(Location labeling records)
——————

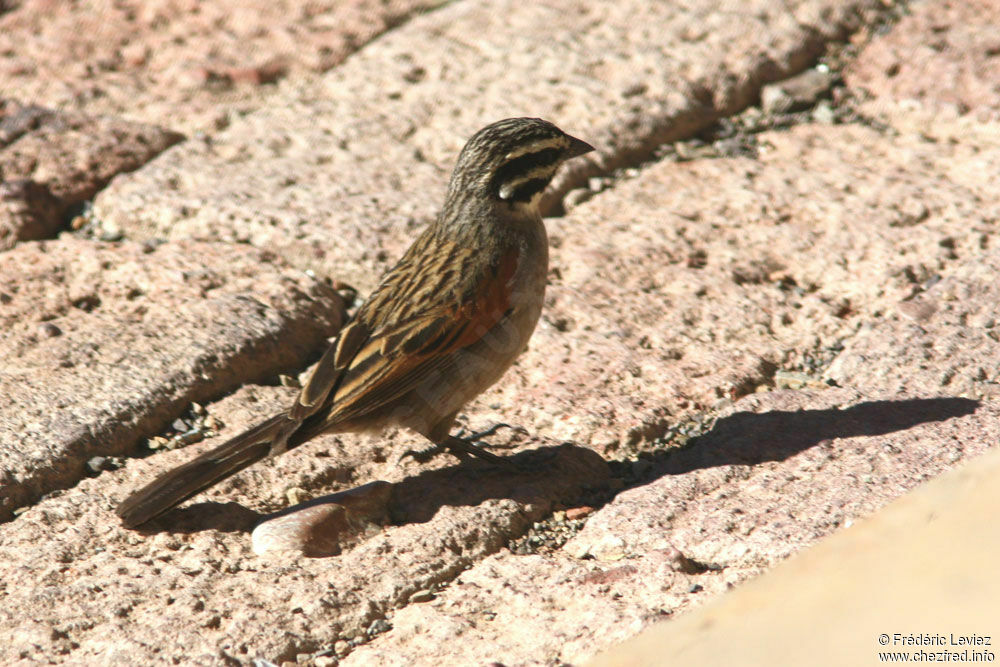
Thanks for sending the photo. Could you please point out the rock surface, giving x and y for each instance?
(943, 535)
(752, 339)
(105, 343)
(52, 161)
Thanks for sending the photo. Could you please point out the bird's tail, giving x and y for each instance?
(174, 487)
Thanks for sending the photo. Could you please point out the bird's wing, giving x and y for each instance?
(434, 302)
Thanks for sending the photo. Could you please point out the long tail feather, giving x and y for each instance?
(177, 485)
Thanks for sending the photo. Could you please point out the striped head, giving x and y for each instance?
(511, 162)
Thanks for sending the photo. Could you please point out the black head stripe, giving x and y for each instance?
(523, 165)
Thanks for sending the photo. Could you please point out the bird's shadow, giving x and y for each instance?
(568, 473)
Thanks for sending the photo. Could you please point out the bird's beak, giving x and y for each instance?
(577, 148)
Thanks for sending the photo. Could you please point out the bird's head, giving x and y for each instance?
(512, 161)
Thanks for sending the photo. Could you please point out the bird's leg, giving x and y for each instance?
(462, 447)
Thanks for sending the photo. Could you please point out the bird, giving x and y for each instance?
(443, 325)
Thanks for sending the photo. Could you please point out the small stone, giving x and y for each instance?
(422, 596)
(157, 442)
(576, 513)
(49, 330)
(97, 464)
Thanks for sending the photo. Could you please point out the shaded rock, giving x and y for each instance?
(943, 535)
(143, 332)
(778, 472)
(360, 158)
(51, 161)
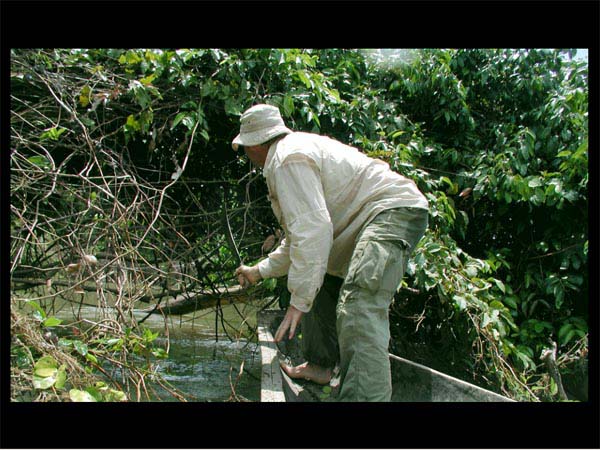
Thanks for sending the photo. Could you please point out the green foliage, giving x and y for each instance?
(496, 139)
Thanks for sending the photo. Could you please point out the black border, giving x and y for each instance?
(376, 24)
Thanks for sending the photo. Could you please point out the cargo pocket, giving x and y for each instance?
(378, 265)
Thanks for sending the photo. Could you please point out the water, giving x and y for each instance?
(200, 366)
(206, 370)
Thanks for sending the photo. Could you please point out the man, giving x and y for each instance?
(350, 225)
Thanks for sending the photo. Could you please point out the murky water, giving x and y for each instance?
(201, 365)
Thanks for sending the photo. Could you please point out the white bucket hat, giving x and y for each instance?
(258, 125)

——————

- Aim of the task -
Copy the listing word for word, starting at the line with "the water, giving" and continuing up to and including the final line of the listing.

- Full solution -
Thanks for sending the photo. Could you please point out the water, giving x and y for each instance?
(200, 366)
(206, 370)
Thanks for sending the photo. Could you please point out the man, giving x and y for each instance?
(350, 225)
Thanks for sending the photo. Could you please point out the murky water, giving x and y for each instance?
(201, 365)
Thanks for sending the photo. Could you please point out the white bucket hat, giving x and y for each instance?
(258, 125)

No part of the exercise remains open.